[INSTRUCTIONS FOR THE TASK] Present the portion of the entries that runs from the line containing "Locate the striped" through the end of the entries as a Markdown table with the columns "Row" and "Line text", omitting blank lines. Both ends are included.

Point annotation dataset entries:
◆ ◆ ◆ ◆ ◆ ◆ ◆

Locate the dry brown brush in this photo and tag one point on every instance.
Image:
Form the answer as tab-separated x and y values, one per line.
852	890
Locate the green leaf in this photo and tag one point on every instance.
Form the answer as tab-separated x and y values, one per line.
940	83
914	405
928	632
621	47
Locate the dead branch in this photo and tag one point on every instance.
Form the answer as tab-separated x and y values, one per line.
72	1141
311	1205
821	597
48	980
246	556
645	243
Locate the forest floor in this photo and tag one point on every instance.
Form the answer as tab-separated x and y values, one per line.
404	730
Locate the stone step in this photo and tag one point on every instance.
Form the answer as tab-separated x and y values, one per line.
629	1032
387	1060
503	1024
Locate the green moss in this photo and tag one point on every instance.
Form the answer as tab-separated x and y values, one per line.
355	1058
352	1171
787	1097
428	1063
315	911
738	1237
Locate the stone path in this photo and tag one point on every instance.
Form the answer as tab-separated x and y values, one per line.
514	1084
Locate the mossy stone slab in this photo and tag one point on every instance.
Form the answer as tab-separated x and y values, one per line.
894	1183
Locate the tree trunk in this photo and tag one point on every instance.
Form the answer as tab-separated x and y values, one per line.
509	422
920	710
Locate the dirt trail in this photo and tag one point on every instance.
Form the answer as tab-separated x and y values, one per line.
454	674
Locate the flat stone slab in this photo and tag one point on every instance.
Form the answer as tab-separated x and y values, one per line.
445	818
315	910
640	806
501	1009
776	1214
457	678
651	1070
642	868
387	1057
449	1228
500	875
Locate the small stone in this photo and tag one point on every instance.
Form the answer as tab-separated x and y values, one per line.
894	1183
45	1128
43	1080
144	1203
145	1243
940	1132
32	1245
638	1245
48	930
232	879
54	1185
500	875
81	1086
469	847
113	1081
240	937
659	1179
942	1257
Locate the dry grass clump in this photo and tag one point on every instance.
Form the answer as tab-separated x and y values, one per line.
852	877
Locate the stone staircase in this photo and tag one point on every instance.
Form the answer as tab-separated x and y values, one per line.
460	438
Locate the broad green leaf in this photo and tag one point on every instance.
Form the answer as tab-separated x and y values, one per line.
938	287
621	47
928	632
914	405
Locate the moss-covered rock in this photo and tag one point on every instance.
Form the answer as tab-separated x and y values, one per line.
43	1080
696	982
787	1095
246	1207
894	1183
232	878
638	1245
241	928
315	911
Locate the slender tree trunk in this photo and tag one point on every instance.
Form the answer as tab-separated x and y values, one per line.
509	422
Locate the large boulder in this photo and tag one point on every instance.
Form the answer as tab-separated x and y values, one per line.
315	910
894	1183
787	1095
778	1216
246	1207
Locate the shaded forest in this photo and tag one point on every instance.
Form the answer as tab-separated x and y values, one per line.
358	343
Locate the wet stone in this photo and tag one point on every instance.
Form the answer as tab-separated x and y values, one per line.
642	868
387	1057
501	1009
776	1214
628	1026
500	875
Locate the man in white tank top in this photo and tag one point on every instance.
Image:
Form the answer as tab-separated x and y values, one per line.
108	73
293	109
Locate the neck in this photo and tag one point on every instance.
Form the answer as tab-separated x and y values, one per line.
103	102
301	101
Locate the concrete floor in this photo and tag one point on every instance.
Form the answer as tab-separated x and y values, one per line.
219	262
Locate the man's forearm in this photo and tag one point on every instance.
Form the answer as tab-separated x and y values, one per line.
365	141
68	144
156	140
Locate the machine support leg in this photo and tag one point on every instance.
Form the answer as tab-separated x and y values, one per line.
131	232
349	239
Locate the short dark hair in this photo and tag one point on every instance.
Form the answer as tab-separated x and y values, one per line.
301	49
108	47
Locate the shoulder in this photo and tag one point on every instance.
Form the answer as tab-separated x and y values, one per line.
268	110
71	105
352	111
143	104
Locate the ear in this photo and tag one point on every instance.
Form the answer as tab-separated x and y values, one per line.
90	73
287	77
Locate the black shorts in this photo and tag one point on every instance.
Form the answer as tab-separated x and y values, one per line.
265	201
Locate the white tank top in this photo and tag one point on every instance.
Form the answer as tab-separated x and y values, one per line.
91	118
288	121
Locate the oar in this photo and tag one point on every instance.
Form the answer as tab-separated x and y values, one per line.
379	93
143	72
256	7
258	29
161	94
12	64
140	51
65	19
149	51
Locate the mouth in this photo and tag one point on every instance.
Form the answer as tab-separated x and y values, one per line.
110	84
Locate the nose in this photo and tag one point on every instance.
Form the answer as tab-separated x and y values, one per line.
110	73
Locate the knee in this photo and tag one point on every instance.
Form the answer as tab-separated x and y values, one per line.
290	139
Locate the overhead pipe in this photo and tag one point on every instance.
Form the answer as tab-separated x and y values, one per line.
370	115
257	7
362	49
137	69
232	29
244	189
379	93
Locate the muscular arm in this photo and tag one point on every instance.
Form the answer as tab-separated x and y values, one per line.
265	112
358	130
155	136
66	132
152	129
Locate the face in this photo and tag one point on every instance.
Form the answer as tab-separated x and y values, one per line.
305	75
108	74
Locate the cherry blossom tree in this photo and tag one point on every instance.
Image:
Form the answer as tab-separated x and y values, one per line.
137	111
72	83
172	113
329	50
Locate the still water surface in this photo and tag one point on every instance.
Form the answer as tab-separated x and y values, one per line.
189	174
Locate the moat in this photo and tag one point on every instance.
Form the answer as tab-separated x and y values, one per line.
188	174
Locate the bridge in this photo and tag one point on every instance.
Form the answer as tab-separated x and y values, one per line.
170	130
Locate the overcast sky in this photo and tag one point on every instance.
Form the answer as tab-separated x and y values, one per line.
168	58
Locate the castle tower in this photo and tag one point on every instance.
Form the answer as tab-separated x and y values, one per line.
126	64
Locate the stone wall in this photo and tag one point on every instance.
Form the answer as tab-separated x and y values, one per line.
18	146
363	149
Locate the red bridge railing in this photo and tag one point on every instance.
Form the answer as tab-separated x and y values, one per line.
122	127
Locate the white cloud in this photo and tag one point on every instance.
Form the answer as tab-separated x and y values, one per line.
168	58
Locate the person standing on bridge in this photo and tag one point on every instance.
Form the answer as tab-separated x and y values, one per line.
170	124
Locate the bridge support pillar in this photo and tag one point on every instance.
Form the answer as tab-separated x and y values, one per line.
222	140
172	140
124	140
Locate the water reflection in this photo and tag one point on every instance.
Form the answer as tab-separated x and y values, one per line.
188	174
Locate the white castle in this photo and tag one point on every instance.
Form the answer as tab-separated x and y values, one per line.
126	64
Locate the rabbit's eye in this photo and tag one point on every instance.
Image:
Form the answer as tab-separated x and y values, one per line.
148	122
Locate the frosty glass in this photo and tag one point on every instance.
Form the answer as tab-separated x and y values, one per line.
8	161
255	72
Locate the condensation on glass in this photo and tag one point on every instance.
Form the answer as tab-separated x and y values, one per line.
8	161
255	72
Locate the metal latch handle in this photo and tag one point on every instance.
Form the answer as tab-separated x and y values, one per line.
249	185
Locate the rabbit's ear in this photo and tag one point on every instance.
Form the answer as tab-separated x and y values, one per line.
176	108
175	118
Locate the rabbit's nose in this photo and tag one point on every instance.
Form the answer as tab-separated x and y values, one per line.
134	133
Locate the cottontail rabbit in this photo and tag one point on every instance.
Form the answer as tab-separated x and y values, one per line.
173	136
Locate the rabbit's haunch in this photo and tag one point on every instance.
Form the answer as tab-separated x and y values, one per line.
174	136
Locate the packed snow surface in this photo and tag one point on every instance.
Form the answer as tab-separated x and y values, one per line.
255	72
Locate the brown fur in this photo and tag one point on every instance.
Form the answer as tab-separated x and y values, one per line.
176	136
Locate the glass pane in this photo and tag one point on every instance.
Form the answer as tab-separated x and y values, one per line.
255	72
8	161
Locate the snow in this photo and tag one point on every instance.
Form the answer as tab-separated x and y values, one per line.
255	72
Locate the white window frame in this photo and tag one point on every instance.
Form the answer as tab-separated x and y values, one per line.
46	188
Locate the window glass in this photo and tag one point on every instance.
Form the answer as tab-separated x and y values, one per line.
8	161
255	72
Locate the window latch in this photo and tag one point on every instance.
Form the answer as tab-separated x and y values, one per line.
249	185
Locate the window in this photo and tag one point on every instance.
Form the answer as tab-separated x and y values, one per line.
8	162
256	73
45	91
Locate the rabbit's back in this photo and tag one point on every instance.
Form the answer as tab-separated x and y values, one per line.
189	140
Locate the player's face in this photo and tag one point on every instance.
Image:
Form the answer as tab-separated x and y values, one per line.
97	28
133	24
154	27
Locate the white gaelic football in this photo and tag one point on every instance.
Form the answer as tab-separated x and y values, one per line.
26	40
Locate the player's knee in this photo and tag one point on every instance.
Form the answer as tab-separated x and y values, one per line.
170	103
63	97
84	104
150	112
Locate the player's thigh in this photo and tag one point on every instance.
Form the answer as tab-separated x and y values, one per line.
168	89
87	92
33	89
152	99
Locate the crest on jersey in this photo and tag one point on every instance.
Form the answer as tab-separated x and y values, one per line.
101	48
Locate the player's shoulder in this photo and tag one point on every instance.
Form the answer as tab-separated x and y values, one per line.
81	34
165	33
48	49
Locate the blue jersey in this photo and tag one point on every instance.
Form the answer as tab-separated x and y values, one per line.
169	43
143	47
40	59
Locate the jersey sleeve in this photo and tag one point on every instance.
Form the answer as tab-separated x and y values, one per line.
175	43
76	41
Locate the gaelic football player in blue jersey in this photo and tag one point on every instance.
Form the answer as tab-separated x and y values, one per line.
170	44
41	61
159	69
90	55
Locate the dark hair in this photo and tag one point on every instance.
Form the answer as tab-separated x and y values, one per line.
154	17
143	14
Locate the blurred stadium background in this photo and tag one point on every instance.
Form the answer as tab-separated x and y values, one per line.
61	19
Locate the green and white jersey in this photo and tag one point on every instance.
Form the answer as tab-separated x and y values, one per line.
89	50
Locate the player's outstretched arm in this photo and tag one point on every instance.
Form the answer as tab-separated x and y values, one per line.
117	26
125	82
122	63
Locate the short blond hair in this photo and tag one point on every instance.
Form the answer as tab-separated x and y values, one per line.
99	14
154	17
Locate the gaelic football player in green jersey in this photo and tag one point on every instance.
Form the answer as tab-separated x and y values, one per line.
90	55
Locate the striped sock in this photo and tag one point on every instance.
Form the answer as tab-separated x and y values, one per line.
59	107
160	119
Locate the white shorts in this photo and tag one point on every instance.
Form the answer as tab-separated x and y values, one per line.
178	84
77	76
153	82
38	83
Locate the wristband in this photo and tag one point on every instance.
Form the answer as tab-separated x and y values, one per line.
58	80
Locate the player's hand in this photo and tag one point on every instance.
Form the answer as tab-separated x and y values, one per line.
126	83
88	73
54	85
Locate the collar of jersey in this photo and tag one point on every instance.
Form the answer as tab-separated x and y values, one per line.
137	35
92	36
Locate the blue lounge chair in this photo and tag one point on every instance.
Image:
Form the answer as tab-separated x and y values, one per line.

◆ ◆ ◆ ◆ ◆ ◆ ◆

[SOLUTION TO THE EXERCISE]
| Row | Line text |
|---|---|
| 1 | Locate the striped sock in this photo and tag one point on every instance. |
| 2 | Form the answer as tab-separated x and y values, one per line. |
| 3 | 59	107 |
| 4 | 160	119 |
| 5 | Locate the white shorts in this photo and tag one point on every instance. |
| 6 | Form the answer as tab-separated x and y values, one per line. |
| 7 | 178	84 |
| 8 | 77	76 |
| 9 | 153	82 |
| 10 | 38	83 |
| 11 | Locate the wristband in this photo and tag one point on every instance. |
| 12 | Form the answer as tab-separated x and y values, one per line. |
| 13 | 58	80 |
| 14 | Locate the player's hand in this photo and tag one point on every instance. |
| 15 | Form the answer as tab-separated x and y values, one per line. |
| 16 | 126	83 |
| 17 | 88	73 |
| 18 | 54	85 |
| 19 | Locate the collar of jersey in this photo and tag one point on every instance. |
| 20 | Form the answer as tab-separated x and y values, one per line. |
| 21 | 137	35 |
| 22 | 92	36 |
| 23 | Locate the blue lounge chair in this photo and tag one point on every instance. |
| 24 | Image: |
| 25 | Form the answer as tab-separated x and y values, one per line. |